> [WHAT IS EXPECTED] Exact repetition of the data is the whole task.

> [GIVEN DATA]
=== Section Start ===

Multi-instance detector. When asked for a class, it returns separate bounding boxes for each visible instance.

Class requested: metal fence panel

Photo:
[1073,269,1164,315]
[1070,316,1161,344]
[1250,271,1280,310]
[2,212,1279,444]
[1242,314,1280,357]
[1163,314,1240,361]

=== Section End ===

> [REPLY]
Multi-instance detector. When asked for a class, it returns separate bounding boxes for each visible instance.

Class requested: metal fence panel

Photo:
[1073,269,1164,315]
[1070,316,1161,344]
[1250,271,1280,310]
[2,212,1279,444]
[1242,314,1280,357]
[1163,314,1240,361]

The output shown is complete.